July 15, 2021

Dear Diary: What is Smart?

By Anna Acosta

Dear Diary,

Welcome to the Thunderdome! In a manner of speaking, at least. If you’re here, presumably it’s because you were made aware of Smart City Diaries, the podcast that I have started with my overwhelmingly enthusiastic mother, Debbie Acosta. She wrote an incredibly eloquent technical introduction to the series, which can be found here – check it out if you haven’t yet. I’m not here to reinvent the wheel or re-cover the ground she has already covered. My role, instead, is to try to fill in the blanks, and to provide perspective from someone who may be just as new to this whole smart city gig as you are. These blogs – or, thematically, these diary entries – are going to be the place where I unpack what we just talked about. My final thoughts, if you will.

--- Input data ---
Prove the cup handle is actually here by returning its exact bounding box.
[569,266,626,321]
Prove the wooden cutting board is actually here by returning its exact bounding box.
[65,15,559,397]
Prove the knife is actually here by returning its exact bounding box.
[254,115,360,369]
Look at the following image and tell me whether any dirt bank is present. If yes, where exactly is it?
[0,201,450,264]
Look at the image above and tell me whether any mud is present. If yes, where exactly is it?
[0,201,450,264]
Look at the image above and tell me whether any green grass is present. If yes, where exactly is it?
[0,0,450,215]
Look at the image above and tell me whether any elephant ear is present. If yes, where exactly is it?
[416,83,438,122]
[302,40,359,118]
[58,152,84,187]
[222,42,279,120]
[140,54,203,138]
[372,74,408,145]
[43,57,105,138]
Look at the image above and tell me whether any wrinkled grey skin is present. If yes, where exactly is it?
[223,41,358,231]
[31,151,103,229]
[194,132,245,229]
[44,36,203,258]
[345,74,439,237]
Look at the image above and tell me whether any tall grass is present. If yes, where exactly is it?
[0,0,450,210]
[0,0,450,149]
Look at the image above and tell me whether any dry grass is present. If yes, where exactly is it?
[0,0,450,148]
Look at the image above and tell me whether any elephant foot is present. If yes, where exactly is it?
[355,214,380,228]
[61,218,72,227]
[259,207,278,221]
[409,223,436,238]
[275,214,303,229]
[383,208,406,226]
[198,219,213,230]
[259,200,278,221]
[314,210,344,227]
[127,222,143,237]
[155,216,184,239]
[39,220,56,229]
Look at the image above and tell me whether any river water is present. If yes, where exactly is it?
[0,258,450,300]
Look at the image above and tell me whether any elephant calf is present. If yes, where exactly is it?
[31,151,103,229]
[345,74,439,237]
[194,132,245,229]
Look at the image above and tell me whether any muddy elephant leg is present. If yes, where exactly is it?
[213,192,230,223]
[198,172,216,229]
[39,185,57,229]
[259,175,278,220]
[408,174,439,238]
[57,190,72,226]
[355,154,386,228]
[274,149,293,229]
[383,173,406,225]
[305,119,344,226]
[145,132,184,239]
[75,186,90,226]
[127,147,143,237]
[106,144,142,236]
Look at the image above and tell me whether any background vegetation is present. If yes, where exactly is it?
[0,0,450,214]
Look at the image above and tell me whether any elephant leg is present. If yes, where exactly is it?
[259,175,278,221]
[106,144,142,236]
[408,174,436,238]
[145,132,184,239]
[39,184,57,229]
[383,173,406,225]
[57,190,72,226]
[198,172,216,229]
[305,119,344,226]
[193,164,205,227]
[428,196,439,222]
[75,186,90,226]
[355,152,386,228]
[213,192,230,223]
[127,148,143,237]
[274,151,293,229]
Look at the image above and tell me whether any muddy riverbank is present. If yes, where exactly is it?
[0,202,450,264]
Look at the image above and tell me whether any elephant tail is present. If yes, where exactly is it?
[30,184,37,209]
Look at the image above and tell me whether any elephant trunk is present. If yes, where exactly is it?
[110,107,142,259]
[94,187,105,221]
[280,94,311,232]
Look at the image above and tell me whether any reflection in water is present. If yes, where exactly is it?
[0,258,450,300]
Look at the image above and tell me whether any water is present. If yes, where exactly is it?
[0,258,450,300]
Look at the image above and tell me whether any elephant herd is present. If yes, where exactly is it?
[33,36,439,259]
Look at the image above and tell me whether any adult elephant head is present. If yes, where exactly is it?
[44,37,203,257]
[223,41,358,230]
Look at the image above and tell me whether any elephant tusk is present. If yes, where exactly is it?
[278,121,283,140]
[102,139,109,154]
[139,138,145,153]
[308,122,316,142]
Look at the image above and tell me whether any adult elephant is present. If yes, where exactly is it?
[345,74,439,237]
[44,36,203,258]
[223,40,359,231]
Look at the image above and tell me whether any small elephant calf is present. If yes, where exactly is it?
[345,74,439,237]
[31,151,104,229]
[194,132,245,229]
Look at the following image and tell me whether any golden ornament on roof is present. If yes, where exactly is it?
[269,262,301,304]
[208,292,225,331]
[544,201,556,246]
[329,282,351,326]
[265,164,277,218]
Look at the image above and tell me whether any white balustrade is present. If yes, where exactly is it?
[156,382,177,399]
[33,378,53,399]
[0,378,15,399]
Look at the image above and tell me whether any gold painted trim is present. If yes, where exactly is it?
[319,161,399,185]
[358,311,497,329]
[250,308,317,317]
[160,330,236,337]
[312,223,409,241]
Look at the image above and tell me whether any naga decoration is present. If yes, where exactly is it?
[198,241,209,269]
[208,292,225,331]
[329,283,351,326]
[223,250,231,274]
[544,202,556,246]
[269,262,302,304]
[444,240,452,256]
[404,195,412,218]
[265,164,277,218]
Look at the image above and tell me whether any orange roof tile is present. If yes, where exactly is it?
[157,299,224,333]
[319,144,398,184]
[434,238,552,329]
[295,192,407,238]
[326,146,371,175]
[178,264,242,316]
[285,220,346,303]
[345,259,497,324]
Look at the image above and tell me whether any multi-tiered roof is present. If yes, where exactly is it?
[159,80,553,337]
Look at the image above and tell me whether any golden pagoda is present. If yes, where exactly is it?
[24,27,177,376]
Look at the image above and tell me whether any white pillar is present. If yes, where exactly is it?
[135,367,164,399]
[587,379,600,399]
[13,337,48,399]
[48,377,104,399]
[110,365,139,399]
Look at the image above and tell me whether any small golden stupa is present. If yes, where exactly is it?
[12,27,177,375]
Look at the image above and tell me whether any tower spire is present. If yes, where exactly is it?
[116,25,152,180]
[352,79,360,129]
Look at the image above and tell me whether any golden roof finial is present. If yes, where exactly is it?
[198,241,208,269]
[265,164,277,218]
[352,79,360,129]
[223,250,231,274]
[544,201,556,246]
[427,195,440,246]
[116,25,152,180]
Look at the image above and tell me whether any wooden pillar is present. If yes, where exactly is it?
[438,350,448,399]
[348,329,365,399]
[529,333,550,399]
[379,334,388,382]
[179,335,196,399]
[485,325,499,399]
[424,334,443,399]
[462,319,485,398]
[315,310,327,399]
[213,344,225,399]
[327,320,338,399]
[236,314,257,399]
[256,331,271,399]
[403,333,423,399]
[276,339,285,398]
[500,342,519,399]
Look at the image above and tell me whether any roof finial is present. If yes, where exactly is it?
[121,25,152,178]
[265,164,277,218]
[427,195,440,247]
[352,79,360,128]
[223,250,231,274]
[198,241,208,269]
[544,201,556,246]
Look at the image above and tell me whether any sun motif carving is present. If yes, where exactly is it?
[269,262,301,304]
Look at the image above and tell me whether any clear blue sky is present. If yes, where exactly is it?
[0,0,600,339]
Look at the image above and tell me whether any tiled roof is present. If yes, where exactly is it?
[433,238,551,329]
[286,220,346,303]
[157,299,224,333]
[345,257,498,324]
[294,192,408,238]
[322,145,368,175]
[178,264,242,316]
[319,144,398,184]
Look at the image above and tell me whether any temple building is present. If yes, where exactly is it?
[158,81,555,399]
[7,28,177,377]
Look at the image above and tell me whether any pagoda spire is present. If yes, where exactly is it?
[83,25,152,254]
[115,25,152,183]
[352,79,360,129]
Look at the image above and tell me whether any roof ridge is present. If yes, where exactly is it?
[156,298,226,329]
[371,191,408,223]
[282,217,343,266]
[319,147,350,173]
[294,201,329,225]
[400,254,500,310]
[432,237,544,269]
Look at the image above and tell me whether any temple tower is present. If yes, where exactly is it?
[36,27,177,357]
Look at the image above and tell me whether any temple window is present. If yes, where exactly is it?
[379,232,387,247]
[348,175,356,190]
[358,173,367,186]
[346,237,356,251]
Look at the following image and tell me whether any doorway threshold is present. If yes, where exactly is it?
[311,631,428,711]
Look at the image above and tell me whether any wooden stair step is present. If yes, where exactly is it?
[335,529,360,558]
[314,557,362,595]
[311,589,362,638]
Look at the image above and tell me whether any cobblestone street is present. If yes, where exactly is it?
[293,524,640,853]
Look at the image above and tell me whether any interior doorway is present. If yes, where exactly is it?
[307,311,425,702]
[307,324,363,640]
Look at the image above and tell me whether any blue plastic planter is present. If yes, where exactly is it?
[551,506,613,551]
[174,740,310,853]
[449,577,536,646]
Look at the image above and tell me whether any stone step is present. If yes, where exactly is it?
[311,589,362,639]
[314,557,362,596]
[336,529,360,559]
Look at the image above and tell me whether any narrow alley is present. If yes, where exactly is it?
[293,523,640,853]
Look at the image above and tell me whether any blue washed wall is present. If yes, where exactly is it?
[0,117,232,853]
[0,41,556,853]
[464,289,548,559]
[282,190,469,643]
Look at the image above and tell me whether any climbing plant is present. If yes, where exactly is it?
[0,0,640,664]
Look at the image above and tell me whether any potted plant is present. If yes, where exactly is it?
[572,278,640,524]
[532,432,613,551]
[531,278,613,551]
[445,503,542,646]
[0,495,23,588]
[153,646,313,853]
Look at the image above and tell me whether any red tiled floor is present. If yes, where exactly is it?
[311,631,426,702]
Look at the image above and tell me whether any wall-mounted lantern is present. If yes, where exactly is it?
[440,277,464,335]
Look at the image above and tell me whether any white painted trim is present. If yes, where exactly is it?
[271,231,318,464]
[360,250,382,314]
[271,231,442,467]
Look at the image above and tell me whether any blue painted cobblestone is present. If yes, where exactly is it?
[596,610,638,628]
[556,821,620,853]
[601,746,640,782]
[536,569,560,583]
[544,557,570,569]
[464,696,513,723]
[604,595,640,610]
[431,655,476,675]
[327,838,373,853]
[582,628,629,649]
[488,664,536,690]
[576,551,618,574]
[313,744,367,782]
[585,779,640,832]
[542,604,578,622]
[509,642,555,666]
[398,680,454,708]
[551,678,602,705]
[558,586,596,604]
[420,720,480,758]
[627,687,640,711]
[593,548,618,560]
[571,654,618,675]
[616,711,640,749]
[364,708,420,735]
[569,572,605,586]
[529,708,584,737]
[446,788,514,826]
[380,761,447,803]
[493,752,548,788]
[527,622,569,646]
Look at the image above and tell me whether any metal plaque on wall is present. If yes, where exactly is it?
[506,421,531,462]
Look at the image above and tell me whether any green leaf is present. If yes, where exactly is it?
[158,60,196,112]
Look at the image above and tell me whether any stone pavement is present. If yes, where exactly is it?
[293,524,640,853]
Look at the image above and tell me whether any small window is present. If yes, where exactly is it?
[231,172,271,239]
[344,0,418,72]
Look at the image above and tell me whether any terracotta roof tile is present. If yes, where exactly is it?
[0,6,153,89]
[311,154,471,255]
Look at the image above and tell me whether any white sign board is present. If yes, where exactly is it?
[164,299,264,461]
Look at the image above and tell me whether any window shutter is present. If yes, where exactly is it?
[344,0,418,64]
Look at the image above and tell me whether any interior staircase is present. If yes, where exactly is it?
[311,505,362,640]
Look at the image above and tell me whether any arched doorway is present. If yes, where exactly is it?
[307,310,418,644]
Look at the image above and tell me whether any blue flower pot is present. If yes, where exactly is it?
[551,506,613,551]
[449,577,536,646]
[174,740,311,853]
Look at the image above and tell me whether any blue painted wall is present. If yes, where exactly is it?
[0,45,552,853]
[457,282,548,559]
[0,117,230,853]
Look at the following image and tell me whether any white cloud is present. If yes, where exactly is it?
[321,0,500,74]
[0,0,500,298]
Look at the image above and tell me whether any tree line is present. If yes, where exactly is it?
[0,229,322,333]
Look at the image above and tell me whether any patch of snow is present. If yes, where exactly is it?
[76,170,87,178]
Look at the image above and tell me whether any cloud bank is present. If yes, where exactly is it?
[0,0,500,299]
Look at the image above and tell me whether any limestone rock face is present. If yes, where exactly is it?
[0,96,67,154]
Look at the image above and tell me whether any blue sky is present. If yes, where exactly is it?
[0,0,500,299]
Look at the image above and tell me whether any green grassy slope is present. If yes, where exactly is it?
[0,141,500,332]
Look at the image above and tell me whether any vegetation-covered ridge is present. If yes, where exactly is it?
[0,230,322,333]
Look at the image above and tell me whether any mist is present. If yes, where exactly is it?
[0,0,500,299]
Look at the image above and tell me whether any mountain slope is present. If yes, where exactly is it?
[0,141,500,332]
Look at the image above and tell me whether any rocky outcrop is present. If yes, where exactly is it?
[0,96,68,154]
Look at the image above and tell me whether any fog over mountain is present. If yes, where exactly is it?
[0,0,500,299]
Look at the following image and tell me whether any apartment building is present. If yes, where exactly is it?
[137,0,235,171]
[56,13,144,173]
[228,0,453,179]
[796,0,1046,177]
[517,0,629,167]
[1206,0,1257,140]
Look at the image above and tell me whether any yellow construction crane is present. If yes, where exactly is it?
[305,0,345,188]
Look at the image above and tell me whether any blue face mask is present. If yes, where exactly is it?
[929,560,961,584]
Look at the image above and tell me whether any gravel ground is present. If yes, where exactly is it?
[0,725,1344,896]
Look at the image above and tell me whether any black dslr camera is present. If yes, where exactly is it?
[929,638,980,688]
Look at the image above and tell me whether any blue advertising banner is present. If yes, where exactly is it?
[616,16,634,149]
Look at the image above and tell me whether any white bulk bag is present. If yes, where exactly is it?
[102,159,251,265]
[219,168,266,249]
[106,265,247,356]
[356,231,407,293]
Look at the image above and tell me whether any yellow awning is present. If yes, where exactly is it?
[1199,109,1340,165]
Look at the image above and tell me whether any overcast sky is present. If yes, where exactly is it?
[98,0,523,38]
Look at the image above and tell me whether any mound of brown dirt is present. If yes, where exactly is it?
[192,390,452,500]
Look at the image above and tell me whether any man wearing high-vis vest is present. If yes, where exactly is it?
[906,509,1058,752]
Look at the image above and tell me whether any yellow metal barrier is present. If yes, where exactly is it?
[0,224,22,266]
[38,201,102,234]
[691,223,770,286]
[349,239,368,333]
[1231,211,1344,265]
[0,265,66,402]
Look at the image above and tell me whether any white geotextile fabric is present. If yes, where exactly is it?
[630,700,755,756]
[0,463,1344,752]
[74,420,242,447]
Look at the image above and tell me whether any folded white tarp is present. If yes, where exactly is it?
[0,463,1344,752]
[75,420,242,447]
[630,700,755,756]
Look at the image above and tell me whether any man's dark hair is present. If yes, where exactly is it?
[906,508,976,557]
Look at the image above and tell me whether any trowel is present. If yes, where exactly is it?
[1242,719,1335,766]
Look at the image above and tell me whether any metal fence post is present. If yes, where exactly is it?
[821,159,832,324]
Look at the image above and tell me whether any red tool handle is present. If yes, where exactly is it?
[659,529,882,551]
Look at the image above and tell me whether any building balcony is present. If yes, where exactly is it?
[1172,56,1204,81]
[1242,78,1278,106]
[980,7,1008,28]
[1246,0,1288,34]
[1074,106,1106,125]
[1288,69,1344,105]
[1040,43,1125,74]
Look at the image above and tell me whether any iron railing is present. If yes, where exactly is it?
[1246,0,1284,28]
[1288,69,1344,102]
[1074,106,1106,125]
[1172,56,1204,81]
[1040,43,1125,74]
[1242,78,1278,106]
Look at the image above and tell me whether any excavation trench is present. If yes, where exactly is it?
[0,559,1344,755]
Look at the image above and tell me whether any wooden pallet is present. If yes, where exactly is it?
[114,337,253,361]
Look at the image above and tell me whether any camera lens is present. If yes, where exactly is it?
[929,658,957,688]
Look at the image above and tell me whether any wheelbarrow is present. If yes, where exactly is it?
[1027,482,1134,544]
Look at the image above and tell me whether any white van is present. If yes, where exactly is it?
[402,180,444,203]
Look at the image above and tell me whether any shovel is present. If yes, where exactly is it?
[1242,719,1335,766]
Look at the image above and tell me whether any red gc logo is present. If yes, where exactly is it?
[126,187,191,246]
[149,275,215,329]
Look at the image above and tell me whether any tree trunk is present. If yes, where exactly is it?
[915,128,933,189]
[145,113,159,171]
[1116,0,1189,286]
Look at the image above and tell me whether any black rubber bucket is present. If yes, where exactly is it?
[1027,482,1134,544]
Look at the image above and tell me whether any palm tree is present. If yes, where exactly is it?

--- Assigned task ---
According to the diary post on smart cities, what is the name of the podcast the author started with her mother? Use only the diary post on smart cities to answer.

--- Result ---
Smart City Diaries